WHAT YOU ARE ASKED TO DO
Restate the HashMap question below from "I'm confused with" to "gain with this?", substituting "fields" for "constants".

114

As per the following link document: Java HashMap Implementation

I'm confused with the implementation of HashMap (or rather, an enhancement in HashMap). My queries are:

Firstly

static final int TREEIFY_THRESHOLD = 8;
static final int UNTREEIFY_THRESHOLD = 6;
static final int MIN_TREEIFY_CAPACITY = 64;

Why and how are these constants used? I want some clear examples for this. How they are achieving a performance gain with this?

Secondly

If you see the source code of HashMap in JDK, you will find the following static inner class:

static final class TreeNode<K, V> extends java.util.LinkedHashMap.Entry<K, V> {
    HashMap.TreeNode<K, V> parent;
    HashMap.TreeNode<K, V> left;
    HashMap.TreeNode<K, V> right;
    HashMap.TreeNode<K, V> prev;
    boolean red;

    TreeNode(int arg0, K arg1, V arg2, HashMap.Node<K, V> arg3) {
        super(arg0, arg1, arg2, arg3);
    }

    final HashMap.TreeNode<K, V> root() {
        HashMap.TreeNode arg0 = this;

        while (true) {
            HashMap.TreeNode arg1 = arg0.parent;
            if (arg0.parent == null) {
                return arg0;
            }

            arg0 = arg1;
        }
    }
    //...

DATA SECTION
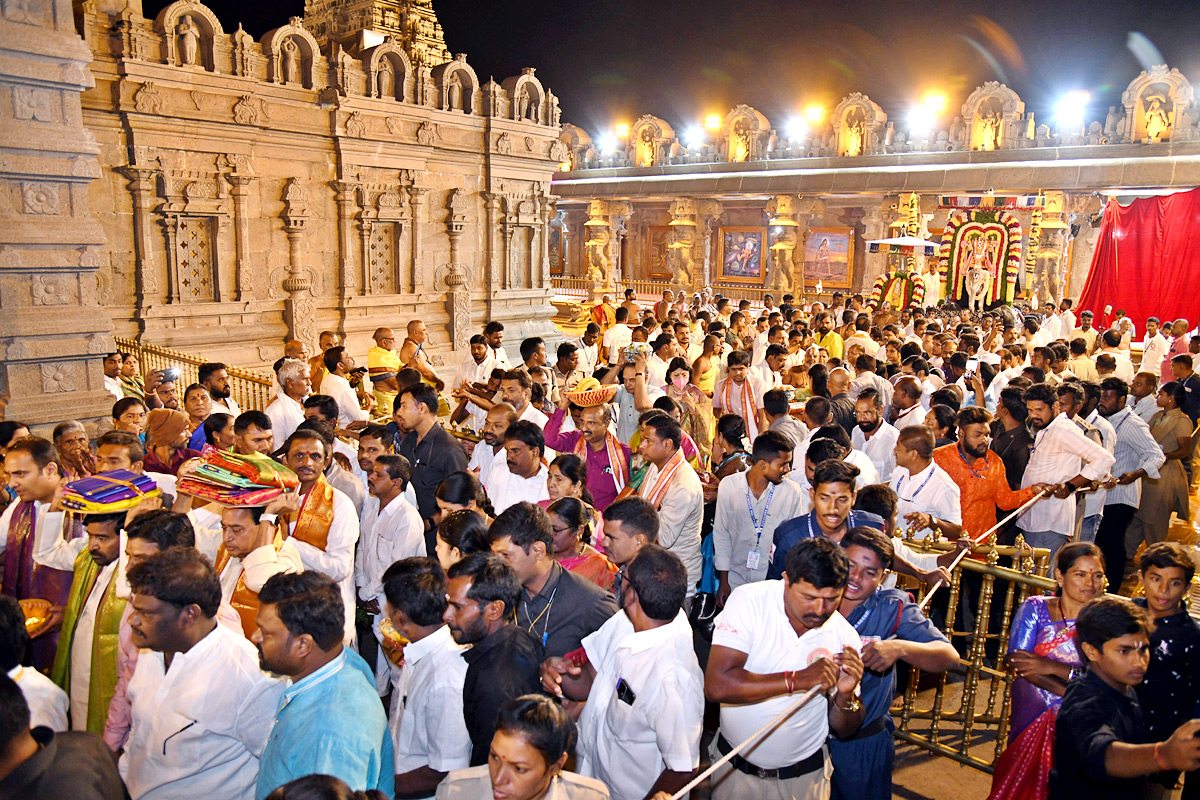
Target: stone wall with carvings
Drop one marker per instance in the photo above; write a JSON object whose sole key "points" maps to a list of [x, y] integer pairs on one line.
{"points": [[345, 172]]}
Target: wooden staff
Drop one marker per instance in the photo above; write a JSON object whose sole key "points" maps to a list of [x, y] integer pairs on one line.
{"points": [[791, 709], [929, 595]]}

==

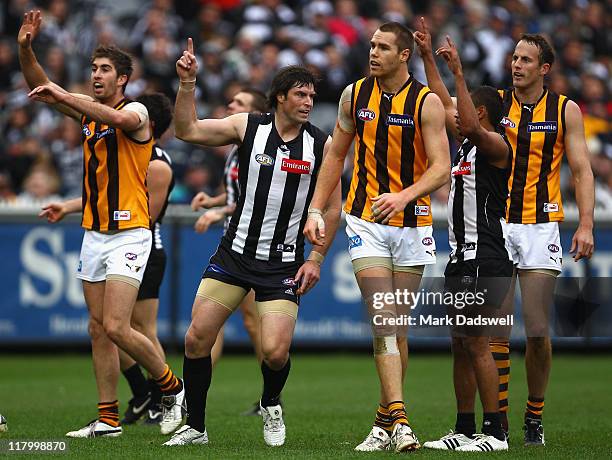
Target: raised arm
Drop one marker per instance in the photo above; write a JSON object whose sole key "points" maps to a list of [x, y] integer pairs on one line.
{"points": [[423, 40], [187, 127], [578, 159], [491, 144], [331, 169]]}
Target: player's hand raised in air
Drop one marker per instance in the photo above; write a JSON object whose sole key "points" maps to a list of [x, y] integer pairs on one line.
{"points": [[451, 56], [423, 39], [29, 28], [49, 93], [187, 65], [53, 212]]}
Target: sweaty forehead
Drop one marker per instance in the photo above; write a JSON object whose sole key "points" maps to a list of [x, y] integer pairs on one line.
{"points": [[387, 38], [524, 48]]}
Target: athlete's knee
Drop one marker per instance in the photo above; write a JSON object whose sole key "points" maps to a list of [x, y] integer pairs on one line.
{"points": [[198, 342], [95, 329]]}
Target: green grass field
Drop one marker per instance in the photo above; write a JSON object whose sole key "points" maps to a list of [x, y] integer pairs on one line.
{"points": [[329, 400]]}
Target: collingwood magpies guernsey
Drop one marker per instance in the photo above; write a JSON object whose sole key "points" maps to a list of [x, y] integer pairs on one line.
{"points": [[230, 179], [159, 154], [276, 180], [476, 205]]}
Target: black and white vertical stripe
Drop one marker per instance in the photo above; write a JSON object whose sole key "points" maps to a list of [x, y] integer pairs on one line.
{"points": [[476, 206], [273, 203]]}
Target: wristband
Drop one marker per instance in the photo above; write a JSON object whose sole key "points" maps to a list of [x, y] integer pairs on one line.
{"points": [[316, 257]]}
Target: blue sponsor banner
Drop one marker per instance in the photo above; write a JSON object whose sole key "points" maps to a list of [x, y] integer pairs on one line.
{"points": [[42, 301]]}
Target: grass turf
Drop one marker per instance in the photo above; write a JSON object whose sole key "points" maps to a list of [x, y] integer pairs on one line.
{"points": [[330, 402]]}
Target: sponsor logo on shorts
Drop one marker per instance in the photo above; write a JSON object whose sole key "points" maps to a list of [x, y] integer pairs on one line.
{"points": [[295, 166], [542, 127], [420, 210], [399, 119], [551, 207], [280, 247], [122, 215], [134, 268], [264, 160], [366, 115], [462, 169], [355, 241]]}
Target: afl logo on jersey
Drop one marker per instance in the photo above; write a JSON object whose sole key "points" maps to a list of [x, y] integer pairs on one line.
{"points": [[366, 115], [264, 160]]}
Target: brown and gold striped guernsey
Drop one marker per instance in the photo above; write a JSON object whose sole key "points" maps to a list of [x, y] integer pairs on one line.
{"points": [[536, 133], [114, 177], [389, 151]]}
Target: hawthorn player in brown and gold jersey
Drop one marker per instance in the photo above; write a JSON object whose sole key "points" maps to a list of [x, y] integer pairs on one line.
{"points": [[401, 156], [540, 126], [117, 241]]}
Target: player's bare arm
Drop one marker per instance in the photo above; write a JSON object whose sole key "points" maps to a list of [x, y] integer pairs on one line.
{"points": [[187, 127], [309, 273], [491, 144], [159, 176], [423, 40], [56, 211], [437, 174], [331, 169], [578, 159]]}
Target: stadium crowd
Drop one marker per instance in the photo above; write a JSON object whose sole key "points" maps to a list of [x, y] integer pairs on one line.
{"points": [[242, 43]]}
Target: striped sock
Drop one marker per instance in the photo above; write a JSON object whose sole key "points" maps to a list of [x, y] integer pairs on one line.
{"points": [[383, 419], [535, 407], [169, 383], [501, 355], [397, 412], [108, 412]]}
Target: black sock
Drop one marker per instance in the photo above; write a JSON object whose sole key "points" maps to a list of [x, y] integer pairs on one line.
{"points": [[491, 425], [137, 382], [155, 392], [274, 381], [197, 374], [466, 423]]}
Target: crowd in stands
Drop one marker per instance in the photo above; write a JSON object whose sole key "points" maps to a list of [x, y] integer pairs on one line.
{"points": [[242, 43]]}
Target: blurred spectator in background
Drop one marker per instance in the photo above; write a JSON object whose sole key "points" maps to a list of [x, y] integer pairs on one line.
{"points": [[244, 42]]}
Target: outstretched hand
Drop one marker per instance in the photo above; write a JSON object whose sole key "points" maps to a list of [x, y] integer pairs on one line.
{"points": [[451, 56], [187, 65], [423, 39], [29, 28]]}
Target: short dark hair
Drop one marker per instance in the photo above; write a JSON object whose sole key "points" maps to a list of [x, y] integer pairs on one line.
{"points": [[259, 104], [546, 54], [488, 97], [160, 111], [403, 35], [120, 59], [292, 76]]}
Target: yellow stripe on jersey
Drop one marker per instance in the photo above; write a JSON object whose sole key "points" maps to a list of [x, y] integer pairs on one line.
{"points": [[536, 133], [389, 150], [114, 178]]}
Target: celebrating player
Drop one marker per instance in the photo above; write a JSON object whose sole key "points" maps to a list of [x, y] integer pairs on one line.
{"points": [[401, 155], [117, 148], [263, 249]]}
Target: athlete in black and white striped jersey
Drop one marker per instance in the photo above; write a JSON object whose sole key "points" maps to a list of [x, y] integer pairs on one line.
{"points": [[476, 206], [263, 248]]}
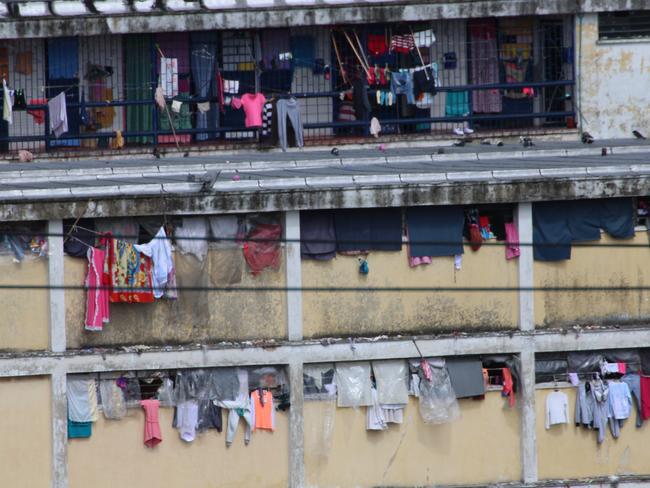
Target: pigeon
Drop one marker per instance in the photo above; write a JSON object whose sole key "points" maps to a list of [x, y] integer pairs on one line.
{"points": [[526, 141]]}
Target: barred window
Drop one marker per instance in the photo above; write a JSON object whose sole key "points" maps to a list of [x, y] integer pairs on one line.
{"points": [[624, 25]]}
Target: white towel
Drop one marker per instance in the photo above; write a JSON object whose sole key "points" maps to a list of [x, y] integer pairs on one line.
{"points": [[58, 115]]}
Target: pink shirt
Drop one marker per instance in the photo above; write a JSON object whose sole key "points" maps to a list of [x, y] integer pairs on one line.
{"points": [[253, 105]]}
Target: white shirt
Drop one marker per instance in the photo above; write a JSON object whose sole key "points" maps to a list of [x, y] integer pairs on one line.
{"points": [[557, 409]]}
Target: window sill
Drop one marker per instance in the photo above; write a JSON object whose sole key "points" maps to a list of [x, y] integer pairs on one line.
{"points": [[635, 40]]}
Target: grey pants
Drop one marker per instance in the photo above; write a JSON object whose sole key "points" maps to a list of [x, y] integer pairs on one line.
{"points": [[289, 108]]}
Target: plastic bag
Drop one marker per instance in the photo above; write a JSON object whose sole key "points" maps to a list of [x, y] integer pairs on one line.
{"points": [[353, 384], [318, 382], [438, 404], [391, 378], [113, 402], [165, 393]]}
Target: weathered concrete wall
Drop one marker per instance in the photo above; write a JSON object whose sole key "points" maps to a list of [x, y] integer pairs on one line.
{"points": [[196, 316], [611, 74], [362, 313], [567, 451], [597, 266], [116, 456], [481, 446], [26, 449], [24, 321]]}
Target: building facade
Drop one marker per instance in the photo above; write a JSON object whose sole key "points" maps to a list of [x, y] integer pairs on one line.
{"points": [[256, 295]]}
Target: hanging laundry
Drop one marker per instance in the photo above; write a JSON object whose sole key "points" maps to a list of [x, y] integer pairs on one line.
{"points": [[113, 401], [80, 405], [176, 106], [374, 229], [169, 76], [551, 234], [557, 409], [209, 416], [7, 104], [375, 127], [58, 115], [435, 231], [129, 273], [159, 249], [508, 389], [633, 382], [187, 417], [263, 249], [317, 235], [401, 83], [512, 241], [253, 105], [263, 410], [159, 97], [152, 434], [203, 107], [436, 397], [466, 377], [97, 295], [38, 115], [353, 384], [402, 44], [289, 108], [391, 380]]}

WRITTEN REPLY
I'm confused with the implementation of HashMap (or rather, an enhancement in HashMap). My queries are:

Firstly

static final int TREEIFY_THRESHOLD = 8;
static final int UNTREEIFY_THRESHOLD = 6;
static final int MIN_TREEIFY_CAPACITY = 64;

Why and how are these fields used? I want some clear examples for this. How they are achieving a performance gain with this?